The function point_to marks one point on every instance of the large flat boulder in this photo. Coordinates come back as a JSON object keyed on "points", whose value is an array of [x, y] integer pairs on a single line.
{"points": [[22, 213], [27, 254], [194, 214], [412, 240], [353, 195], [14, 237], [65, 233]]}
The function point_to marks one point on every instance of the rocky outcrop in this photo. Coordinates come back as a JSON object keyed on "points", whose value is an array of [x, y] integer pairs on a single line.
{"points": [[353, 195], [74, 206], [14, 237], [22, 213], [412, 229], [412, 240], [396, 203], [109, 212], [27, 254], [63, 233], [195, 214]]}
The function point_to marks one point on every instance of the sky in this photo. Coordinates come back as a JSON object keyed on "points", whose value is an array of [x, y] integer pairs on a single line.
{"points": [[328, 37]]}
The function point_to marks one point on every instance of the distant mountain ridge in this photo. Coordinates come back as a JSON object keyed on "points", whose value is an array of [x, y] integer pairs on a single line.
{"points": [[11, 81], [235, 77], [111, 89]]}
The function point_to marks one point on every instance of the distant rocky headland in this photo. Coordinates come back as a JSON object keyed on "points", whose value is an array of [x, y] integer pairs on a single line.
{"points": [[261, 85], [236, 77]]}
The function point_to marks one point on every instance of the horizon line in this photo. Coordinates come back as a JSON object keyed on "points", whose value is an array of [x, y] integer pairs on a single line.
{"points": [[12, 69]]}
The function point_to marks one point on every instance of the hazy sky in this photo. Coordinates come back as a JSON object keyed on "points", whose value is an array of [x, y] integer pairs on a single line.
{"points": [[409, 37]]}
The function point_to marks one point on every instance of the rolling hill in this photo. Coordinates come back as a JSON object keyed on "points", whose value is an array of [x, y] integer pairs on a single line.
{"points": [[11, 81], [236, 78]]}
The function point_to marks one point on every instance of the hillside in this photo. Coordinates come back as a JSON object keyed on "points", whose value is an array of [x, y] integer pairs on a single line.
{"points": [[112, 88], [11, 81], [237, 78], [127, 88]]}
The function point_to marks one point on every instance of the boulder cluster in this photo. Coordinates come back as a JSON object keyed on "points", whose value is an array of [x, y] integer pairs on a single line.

▸ What is being asked: Each line of the data is to be transcribed exactly.

▸ Task output:
The function point_to marks one point on every instance of the large flat boulder in this photo. Coordinates come back as a JSON object keyed on "points", whose value is an array of [x, y] integer pairs on a single line.
{"points": [[22, 213], [27, 254], [194, 214], [412, 240], [353, 195], [14, 237], [65, 233]]}
The function point_to marks one point on every instance of the rocky outcrop in this photo. Coordinates come back as a JSON object keyed on "points", whose value is an array of [x, y] integer pairs on a single line.
{"points": [[353, 195], [74, 206], [14, 237], [22, 213], [412, 229], [412, 240], [396, 203], [109, 212], [27, 254], [63, 233], [195, 214]]}
The function point_to marks one point on every instance of the sky in this photo. Coordinates come back as a JSON object keyed on "points", whose value is an array of [x, y] integer pairs on a single line.
{"points": [[328, 37]]}
The function point_to marks one point on every instance of the distant mountain ridge in this photo. Coordinates come back as a JSON object keyed on "points", whose value is an array of [x, y] integer pairs on a single line.
{"points": [[11, 81], [235, 77], [111, 89]]}
The function point_to marks one point on every instance of the distant rocky headland in this photo. Coordinates come back as a JSON object keyed on "points", whose value is an array of [x, y] integer pairs on a single line.
{"points": [[261, 85], [236, 77]]}
The function point_to marks one point on every instance of the horizon line in this photo. Coordinates come back as a JSON object keyed on "points", whose value is an array of [x, y] integer pairs on a single line.
{"points": [[12, 69]]}
The function point_to marks one point on every instance of the hazy sky in this photo. Coordinates come back as a JSON object keyed on "points", whose value is an array of [x, y] integer pairs on a single line.
{"points": [[409, 37]]}
The function point_to marks one point on every instance of the rolling hill in this photo. Coordinates come back as a JSON object keyed on "points", whose value is an array of [x, y] integer pairs on a single line.
{"points": [[11, 81], [236, 78]]}
The function point_to marks one point on every instance of the hillside in this photo. Coordinates come back as a JSON object keyed on "points", whose value is an array of [x, y] integer pairs on a single line.
{"points": [[112, 88], [11, 81], [237, 78], [127, 88]]}
The function point_to marks one point on every instance of the boulder cluster in this photo. Coordinates come back as a JSON object keyed on "points", whose value is an array of [x, y] integer pairs on a single line.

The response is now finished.